═════ AVAILABLE DATA
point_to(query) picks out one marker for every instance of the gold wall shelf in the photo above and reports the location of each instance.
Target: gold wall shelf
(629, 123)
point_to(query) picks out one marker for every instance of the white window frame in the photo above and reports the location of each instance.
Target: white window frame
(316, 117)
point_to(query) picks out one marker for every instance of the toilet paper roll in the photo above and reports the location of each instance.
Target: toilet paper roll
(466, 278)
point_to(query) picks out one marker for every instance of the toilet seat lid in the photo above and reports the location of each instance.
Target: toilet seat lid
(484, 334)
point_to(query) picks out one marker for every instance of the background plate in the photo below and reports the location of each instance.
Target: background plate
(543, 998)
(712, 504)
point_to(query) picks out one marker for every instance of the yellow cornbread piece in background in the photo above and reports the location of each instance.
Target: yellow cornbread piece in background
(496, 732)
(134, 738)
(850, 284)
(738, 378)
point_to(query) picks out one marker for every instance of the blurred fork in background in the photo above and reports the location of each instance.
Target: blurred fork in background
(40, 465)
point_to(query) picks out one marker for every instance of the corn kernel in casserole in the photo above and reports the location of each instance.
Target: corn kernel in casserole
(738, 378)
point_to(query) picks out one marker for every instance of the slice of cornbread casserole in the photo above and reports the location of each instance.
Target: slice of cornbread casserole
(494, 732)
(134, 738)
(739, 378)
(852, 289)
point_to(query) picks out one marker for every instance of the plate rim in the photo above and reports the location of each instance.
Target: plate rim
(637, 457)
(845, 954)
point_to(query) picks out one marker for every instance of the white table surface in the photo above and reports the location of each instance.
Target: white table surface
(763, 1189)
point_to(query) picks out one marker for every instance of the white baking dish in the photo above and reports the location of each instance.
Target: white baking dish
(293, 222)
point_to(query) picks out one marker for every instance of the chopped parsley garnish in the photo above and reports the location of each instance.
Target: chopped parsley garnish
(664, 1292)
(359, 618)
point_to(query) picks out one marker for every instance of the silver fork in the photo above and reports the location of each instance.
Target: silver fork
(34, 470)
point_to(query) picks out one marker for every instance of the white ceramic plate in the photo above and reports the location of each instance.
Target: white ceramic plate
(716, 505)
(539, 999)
══════════
● **ASSIGNMENT**:
Starting with the line that contains "Target: background plate", return every line through the last one of the records, exactly as written.

● **SOLVED EXERCISE**:
Target: background plate
(543, 998)
(712, 504)
point_to(query) picks out one marker for every instance of the yellow cornbread piece in background in the photo above and reports the location of each instance.
Target: yellow cornbread piece in background
(496, 732)
(134, 738)
(850, 284)
(738, 378)
point_to(query) picks out one marker for every instance of the blurred fork in background in the photo above and reports the location of each instance.
Target: blurred fork in background
(40, 465)
point_to(query) picks out one marker for every instance of the corn kernel in casserole in the photo above and reports the location of each instance.
Target: corn kernel in casserole
(738, 378)
point_to(query) picks out one marker for every instance of the slice of cornbread casserole in the photo above and reports the location of each instance.
Target: slice of cornbread casserole
(494, 732)
(134, 738)
(739, 378)
(852, 289)
point_to(query) picks out one marker for every instance of the plate rim in the photo above and reports the location of each instance.
Target: plate rim
(637, 457)
(845, 954)
point_to(query) picks out one marker for every instance of the white table surface in the photo above and reports the location of each instance.
Target: white table surface
(763, 1189)
point_to(query) picks out one marker for every instance of the white baking dish in the photo above and reports the location of each instance.
Target: white baking dish
(293, 222)
point_to(query) picks out one marker for every instance of the chopped parsley garnish in the photo above and reports the location of each instance.
Target: chopped parsley garnish
(664, 1292)
(359, 618)
point_to(query) picks out one marker for every instance of the silver fork in the photo above and reports the location of each instance.
Target: silver fork
(34, 470)
point_to(query) picks out one marker for every instance of the white ceramic plate in the photo above and reports the location of each instance.
Target: white ceramic plate
(716, 505)
(539, 999)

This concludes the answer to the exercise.